**BEREITGESTELLTER AUSZUG:**
(neu: Russische Aufrüstungspläne, Patriots)

WASHINGTON (dpa-AFX) - Zum ersten Mal seit Beginn des russischen Angriffskriegs gegen die Ukraine ist deren Präsident Wolodymyr Selenskyj ins Ausland gereist - zum wichtigsten Verbündeten nach Washington, um dort US-Präsident Joe Biden zu treffen. Bereits vor dem Treffen am Mittwoch gaben die USA die Lieferung neuer Flugabwehrsysteme vom Typ Patriot frei. Der Kreml warnte indes vor einer Verschärfung des Konflikts - und kündigte eine weitere Aufrüstung der russischen Armee an: mit mehr Geld, mehr Soldaten und moderneren Waffensystemen. Selenskyj betonte, Ziel seines Besuchs in Washington sei die Stärkung der Stabilität und Verteidigungsfähigkeit der Ukraine. Er wollte auch eine Rede vor dem US-Kongress halten.

Russland kritisierte die USA-Reise Selenskyjs und die angekündigten neuen Waffenlieferungen. "Das alles führt zweifellos zu einer Verschärfung des Konflikts und verheißt an sich nichts Gutes für die Ukraine", sagte Kremlsprecher Dmitri Peskow der russischen Nachrichtenagentur Interfax zufolge. Er erwarte nicht, dass Selenskyj nach seiner Reise verhandlungsbereiter gegenüber Moskau sein werde.

Parallel zu Selenskyjs Flug in die USA sprach Russlands Präsident Wladimir Putin in Moskau bei einer erweiterten Sitzung des Verteidigungsministeriums. Dort verlangte er ein höheres Tempo bei der Aufrüstung und Modernisierung der Streitkräfte. Als Beispiel nannte der Kremlchef den Einsatz von Drohnen - bisher ein Schwachpunkt der russischen Streitkräfte. Außerdem werde die mit Atomsprengköpfen bestückbare neue Interkontinentalrakete vom Typ Sarmat bald einsatzbereit sein. Für die weitere Aufrüstung der Armee gebe es "keine finanziellen Beschränkungen", sagte Putin weiter.

Russlands Verteidigungsminister Sergej Schoigu schlug vor, die Truppe um rund 350 000 Soldaten auf 1,5 Millionen Mann zu verstärken. Außerdem forderte er die Aufstellung neuer Einheiten im Nordwesten Russlands an der Grenze zu den potenziellen neuen Nato-Staaten Schweden und Finnland.

**INHALT DER DATENSÄTZE:**
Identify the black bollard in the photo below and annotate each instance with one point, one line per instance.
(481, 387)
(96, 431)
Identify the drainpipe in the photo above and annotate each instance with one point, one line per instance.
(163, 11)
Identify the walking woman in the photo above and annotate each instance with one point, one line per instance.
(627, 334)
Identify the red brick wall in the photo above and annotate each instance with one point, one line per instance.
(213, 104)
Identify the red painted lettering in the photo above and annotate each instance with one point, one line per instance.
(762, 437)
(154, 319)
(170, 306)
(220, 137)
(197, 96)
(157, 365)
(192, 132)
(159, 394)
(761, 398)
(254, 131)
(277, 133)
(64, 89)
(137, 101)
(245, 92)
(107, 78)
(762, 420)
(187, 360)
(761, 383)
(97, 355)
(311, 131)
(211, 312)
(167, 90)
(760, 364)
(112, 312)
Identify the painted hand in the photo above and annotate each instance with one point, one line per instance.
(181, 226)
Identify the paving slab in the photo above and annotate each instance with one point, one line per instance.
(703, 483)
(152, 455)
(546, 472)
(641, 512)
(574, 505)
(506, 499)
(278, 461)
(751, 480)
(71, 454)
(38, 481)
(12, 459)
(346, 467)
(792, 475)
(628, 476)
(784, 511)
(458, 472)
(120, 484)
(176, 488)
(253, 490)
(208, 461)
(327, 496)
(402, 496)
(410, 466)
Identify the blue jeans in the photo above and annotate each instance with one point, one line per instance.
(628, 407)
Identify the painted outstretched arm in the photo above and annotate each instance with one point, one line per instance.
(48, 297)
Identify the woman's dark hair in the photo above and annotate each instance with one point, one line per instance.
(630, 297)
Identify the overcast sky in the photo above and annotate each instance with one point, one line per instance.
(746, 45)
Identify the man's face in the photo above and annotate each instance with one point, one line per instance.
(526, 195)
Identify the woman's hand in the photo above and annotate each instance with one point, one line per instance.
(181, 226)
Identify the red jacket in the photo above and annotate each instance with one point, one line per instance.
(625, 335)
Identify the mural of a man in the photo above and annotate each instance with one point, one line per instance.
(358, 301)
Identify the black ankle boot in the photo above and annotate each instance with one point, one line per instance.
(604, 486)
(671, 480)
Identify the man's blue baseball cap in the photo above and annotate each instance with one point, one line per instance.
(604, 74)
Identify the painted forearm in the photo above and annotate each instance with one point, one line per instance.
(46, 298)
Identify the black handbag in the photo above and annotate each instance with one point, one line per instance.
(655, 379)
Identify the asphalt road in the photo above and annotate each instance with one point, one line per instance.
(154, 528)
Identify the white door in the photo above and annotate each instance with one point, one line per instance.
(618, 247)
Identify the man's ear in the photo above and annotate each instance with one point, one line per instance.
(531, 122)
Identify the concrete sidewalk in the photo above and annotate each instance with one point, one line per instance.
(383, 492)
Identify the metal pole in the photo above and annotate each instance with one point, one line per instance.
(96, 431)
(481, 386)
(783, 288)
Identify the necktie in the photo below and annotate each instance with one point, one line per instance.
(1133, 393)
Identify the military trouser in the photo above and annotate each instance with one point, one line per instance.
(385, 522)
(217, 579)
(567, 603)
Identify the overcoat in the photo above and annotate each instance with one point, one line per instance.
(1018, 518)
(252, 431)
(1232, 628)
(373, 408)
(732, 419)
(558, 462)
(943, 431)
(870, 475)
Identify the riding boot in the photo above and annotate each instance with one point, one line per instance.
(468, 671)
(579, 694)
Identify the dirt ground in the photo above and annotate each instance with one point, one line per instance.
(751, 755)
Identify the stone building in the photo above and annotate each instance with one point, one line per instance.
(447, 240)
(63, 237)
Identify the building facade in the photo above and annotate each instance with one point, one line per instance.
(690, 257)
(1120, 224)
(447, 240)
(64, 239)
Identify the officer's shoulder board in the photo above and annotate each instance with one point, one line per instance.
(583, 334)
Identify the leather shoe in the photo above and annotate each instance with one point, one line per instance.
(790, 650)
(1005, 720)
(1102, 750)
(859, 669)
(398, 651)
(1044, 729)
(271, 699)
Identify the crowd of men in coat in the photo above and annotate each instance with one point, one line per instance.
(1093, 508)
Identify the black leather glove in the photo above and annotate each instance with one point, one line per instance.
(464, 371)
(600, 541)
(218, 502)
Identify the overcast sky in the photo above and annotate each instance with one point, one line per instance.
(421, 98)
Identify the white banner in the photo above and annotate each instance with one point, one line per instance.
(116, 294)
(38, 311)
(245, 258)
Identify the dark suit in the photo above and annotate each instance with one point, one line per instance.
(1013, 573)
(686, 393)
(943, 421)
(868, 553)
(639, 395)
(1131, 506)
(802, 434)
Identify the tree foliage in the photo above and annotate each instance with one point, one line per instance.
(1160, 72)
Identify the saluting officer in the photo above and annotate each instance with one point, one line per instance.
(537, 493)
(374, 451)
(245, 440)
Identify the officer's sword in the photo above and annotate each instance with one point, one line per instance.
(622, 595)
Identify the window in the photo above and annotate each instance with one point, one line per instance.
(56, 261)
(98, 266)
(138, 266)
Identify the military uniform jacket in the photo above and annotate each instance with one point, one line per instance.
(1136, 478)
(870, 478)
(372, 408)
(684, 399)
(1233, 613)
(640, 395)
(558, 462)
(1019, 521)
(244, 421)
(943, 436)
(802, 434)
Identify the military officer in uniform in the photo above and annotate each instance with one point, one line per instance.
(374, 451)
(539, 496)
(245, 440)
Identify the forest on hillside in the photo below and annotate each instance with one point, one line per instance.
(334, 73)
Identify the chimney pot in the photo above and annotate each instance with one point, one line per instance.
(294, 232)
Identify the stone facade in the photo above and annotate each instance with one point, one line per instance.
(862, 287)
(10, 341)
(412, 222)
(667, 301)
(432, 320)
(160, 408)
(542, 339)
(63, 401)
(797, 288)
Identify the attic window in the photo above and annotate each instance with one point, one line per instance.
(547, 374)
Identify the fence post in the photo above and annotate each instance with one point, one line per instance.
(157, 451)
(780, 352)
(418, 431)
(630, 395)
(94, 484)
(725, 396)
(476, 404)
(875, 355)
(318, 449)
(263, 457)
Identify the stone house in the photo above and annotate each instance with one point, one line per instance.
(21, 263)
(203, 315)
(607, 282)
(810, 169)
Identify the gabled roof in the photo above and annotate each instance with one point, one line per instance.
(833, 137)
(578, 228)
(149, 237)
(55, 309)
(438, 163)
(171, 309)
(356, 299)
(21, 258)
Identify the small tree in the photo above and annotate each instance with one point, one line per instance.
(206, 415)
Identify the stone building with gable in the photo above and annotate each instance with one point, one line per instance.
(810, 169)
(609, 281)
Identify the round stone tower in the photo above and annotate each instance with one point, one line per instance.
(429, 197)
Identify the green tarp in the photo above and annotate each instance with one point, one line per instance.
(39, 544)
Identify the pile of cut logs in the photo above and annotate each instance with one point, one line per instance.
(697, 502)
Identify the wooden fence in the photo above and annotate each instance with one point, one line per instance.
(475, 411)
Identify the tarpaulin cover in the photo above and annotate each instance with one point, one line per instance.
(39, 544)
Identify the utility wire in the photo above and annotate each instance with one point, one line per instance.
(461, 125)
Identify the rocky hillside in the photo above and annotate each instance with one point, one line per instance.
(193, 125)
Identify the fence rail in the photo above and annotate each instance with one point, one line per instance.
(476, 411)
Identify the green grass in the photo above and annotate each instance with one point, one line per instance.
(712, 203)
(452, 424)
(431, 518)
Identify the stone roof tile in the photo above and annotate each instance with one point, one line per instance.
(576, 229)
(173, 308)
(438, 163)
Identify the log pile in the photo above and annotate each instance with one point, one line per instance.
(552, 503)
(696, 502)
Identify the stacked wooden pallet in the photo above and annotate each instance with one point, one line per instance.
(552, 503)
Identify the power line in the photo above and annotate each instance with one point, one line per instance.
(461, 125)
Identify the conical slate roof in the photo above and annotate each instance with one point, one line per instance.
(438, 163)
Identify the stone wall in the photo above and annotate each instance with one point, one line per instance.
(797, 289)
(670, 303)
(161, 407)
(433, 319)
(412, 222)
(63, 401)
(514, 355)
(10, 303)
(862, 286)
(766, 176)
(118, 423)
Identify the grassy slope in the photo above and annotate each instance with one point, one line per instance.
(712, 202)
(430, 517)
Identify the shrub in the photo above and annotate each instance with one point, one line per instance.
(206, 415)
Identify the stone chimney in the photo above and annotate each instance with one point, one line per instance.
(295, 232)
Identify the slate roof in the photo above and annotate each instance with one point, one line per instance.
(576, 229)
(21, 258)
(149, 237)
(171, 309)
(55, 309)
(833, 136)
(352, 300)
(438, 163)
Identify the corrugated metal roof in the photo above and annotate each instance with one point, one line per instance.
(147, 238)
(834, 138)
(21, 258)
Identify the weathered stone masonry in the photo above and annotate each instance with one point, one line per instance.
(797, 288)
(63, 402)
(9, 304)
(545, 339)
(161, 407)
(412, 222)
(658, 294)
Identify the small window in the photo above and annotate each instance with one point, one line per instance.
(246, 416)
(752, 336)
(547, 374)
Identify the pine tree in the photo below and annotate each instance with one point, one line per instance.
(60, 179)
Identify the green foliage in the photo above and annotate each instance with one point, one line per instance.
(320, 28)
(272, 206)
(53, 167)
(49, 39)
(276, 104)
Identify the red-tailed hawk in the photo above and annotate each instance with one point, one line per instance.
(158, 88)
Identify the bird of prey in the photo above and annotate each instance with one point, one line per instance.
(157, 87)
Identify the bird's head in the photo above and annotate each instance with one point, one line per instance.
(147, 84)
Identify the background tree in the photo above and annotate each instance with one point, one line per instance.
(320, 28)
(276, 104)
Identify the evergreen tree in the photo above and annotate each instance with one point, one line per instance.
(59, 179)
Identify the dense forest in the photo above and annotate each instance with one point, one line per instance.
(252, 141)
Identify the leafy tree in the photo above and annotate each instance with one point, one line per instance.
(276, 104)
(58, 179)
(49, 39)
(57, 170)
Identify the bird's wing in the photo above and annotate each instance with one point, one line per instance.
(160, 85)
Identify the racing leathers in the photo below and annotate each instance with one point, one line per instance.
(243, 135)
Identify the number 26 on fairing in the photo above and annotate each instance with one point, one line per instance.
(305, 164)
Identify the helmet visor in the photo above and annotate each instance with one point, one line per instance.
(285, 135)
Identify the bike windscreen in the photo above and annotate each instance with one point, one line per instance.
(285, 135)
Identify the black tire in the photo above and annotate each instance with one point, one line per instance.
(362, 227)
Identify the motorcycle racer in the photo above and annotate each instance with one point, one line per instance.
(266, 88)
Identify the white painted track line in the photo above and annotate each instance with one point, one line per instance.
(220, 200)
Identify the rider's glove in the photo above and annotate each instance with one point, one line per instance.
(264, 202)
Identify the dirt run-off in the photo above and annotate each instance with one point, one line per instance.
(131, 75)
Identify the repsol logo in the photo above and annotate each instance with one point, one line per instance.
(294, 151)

**ARBEITSAUFTRAG A:** Geben Sie aus dem Auszug zur Selenskyj-Reise die Passage von "Parallel zu Selenskyjs" bis einschließlich "sagte Putin weiter." wörtlich wieder.
**ARBEITSAUFTRAG B:** Fassen Sie den Absatz des Auszugs zur Selenskyj-Reise, der mit „Parallel zu Selenskyjs Flug“ beginnt, als knappe Stichpunktliste zusammen.

**ERGEBNIS A:**
Parallel zu Selenskyjs Flug in die USA sprach Russlands Präsident Wladimir Putin in Moskau bei einer erweiterten Sitzung des Verteidigungsministeriums. Dort verlangte er ein höheres Tempo bei der Aufrüstung und Modernisierung der Streitkräfte. Als Beispiel nannte der Kremlchef den Einsatz von Drohnen - bisher ein Schwachpunkt der russischen Streitkräfte. Außerdem werde die mit Atomsprengköpfen bestückbare neue Interkontinentalrakete vom Typ Sarmat bald einsatzbereit sein. Für die weitere Aufrüstung der Armee gebe es "keine finanziellen Beschränkungen", sagte Putin weiter.

**ERGEBNIS B:**
- Putin spricht zeitgleich zu Selenskyjs Flug in Moskau bei einer erweiterten Sitzung des Verteidigungsministeriums.
- Er fordert ein höheres Tempo bei Aufrüstung und Modernisierung der Streitkräfte.
- Als Beispiel nennt er den Einsatz von Drohnen, bisher ein Schwachpunkt der russischen Streitkräfte.
- Die mit Atomsprengköpfen bestückbare Interkontinentalrakete Sarmat soll bald einsatzbereit sein.
- Für die weitere Aufrüstung gibt es laut Putin „keine finanziellen Beschränkungen“.